### PROBLEM REQUIREMENTS
Retype each of the rows below word for word, without changing anything.

====== DATASET ROWS

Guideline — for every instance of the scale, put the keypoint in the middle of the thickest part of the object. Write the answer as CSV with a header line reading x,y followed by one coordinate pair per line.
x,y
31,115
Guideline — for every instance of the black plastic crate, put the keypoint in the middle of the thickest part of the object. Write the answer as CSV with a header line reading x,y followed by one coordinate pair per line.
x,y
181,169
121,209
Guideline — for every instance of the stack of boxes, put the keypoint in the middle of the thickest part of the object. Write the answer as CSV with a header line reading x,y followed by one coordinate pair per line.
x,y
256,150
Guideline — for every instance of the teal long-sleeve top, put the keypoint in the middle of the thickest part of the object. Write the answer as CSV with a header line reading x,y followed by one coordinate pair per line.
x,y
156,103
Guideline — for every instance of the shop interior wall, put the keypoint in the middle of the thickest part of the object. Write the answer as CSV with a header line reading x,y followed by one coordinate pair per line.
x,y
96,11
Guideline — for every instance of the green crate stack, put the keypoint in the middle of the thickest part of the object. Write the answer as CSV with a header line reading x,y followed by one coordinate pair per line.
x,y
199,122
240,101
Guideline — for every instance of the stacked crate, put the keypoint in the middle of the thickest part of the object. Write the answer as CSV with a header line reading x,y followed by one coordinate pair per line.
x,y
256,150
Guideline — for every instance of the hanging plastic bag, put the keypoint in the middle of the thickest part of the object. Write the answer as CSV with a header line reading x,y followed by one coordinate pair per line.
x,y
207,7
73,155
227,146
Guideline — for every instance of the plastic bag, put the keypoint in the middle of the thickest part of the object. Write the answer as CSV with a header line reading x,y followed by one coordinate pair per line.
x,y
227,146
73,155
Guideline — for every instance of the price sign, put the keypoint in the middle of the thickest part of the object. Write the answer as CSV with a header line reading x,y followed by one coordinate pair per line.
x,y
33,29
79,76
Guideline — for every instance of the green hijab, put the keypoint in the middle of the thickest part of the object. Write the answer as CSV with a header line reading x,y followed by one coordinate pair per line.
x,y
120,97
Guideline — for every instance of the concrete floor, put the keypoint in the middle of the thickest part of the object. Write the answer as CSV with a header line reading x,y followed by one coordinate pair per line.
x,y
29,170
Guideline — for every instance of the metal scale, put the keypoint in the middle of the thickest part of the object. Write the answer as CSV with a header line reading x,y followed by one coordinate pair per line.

============

### FINISHED EXERCISE
Guideline — for every instance of the scale, put the keypoint in the middle of the thickest part of the object. Write the answer as CSV with a header line reading x,y followed by one coordinate pair per line.
x,y
31,115
Guideline — for every instance of the black plastic crate, put the keypoint in the middle of the thickest part of the object. Write the answer as CSV with a header line reading x,y followed by one coordinate pair per line.
x,y
181,169
121,209
Guideline — for every instance of the stack of boxes, put the keypoint in the middle of the thickest part of the object. Write the answer as CSV with a header line reading x,y followed by one coordinate pair per line.
x,y
256,150
Guideline — for every instance of the teal long-sleeve top, put the keypoint in the middle of the thickest part of the object. Write the answer as CSV with a header line reading x,y followed by one coordinate pair per line.
x,y
156,103
Guideline — for every instance of the shop interior wall, put the keypoint in the middle of the thickest part of the object. Write the answer as CSV with a header line reading x,y followed by one coordinate pair per line.
x,y
96,11
Guideline — for every instance of the green crate stack, put the keypoint in the middle of the thickest part of the object. Write the answer as CSV with a header line reading x,y followed by one coordinate pair per line.
x,y
199,122
240,101
Guideline — for every instance of the stacked crate, put the keypoint in the middle of the thickest part of the object. Write the answer as CSV with a header line reading x,y followed by one coordinate pair per line.
x,y
256,150
Guideline — for every instance of the hanging plastic bag, put the keypoint in the middle of the thickest part of the object. Write the answer as CSV with a header line reading x,y followed by one coordinate pair per line.
x,y
207,7
73,155
227,146
Guideline — for every instance of the plastic bag, put the keypoint in the middle of the thickest part of the object. Write the answer as CSV with a header line reading x,y followed by one coordinate pair per line.
x,y
227,146
73,155
Guideline — for every instance of the price sign, put the keypoint in the middle of the thickest part of the object. Write the answer as CSV with a header line reading x,y followed by one coordinate pair per line.
x,y
33,29
79,76
Guideline — for every instance of the green hijab, put the keypoint in the middle of the thickest part of the object. Write the answer as CSV with a header line reading x,y followed by one coordinate pair per line.
x,y
120,97
Guideline — for every instance of the concrete floor, put the keypoint in the middle of the thickest part of the object. Write the answer as CSV with a header line reading x,y followed by one coordinate pair per line.
x,y
29,170
Guideline — for every instance of the metal scale, put the keypoint in the middle of the thickest part of the object. Write the answer as CSV with a header line reading x,y followed by one coordinate pair per line.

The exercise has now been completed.